Return each row below that contains the word "black", treating uppercase and lowercase as different.

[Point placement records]

════

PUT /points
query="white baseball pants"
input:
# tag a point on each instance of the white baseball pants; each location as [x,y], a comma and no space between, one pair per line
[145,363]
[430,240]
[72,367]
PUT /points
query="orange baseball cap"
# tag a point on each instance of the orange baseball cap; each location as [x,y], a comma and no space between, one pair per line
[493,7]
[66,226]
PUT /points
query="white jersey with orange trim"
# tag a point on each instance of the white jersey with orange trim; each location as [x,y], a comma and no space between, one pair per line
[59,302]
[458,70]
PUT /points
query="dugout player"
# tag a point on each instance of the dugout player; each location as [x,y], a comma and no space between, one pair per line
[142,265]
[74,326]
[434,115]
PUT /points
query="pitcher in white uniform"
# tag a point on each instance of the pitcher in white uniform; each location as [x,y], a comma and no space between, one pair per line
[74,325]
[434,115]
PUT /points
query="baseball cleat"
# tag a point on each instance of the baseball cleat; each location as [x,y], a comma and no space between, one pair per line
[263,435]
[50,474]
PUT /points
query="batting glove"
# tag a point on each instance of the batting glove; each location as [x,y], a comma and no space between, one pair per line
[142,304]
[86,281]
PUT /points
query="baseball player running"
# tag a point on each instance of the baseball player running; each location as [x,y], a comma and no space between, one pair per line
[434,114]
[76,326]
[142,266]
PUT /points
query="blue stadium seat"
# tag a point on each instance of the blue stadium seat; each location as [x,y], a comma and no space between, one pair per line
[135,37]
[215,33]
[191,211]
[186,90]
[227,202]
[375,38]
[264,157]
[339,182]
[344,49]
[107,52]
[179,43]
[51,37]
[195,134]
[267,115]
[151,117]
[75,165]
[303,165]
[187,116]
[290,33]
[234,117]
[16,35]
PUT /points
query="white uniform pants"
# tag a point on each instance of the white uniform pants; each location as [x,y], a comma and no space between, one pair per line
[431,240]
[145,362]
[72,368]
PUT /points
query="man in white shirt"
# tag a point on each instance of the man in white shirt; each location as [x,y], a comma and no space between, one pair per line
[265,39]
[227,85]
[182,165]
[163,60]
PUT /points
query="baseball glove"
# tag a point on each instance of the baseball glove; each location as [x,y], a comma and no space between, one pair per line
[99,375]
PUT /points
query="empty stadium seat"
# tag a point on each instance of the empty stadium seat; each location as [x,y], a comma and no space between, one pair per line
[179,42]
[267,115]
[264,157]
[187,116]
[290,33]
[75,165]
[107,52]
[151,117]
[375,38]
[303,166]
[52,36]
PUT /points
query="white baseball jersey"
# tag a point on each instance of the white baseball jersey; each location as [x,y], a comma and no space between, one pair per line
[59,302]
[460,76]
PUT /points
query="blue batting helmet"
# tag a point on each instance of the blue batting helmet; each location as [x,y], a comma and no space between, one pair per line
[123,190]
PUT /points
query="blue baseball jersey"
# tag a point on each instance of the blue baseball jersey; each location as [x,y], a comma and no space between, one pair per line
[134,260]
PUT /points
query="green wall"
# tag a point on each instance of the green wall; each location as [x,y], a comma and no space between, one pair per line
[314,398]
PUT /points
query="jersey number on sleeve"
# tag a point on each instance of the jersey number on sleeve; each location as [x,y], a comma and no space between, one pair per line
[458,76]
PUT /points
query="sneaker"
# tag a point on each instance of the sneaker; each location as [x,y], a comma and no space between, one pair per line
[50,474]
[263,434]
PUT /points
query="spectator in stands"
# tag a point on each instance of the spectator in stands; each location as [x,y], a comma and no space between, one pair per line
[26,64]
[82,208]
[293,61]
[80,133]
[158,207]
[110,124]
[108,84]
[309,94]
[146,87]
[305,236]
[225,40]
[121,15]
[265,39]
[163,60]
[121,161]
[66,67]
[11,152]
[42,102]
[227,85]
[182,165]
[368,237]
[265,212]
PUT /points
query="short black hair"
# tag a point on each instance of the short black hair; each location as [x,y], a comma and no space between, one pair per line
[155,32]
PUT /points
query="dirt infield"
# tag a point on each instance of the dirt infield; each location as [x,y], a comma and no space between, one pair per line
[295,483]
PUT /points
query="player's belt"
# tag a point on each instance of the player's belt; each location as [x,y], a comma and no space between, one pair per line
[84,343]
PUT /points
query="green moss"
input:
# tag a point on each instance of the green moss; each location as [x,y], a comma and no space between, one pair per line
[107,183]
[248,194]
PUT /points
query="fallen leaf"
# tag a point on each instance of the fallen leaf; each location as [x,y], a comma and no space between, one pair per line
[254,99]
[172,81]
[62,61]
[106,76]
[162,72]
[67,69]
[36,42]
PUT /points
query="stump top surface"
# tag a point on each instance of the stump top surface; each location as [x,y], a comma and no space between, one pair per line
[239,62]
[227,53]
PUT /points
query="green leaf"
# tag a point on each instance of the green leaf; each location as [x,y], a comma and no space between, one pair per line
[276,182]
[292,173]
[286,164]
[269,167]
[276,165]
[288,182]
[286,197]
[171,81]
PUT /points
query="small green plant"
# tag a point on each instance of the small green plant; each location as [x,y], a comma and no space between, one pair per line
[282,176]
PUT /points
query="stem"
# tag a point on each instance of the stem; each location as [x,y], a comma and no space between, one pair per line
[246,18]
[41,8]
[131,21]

════

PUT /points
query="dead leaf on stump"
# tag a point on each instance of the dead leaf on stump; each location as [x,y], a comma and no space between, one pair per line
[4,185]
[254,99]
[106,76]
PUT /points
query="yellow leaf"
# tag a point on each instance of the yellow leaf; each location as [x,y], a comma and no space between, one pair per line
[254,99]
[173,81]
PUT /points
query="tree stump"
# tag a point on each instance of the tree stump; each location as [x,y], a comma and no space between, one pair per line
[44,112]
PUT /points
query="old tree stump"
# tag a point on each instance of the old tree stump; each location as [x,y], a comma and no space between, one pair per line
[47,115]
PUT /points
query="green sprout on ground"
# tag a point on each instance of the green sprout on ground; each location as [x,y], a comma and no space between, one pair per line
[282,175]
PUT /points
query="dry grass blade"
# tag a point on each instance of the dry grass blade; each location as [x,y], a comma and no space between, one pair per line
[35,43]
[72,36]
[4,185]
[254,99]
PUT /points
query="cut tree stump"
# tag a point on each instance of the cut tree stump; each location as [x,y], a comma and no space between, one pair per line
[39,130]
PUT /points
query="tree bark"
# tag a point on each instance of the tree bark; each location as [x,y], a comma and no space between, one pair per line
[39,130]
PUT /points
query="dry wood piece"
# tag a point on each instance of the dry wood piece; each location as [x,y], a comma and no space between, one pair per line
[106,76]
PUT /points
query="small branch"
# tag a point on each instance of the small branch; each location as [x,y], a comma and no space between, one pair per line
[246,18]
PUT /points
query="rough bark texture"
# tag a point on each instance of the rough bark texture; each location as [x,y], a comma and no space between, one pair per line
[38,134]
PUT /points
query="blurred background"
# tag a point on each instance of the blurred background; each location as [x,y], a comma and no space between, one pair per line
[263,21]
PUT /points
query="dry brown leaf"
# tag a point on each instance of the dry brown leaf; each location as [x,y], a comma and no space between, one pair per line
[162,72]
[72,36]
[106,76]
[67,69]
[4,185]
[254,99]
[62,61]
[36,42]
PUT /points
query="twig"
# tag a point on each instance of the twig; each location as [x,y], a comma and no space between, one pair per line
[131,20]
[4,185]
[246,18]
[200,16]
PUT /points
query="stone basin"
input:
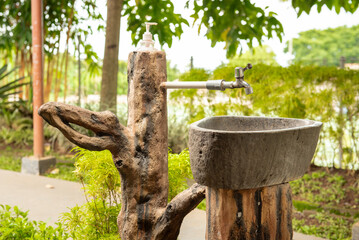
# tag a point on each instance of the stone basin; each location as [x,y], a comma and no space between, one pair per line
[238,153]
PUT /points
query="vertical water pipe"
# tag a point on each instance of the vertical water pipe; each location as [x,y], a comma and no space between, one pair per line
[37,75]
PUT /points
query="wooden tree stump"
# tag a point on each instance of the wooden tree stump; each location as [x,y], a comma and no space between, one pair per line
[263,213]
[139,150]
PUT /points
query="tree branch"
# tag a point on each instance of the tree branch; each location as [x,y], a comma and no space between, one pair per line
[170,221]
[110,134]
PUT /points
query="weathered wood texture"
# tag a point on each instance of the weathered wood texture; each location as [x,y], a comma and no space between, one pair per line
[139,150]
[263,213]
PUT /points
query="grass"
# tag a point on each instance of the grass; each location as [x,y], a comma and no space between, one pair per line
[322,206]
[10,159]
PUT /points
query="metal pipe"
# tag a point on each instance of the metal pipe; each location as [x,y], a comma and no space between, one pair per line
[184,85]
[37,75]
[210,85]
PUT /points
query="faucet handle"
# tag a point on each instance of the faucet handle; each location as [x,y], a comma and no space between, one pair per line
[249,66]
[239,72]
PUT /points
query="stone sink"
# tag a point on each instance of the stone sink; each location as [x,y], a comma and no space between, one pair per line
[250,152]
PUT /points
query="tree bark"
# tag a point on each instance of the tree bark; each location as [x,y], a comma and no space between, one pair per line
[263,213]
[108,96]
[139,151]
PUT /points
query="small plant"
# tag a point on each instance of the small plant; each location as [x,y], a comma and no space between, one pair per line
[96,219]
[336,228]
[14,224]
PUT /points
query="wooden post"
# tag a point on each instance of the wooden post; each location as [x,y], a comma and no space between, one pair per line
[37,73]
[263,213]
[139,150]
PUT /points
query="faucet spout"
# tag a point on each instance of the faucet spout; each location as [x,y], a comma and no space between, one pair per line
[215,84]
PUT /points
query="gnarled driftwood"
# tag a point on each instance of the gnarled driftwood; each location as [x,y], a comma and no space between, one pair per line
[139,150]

════

- ANSWER
query="short black hair"
# tag a point on each instance of the short black hair; each location as [x,y], a comma and no space between, one pair per line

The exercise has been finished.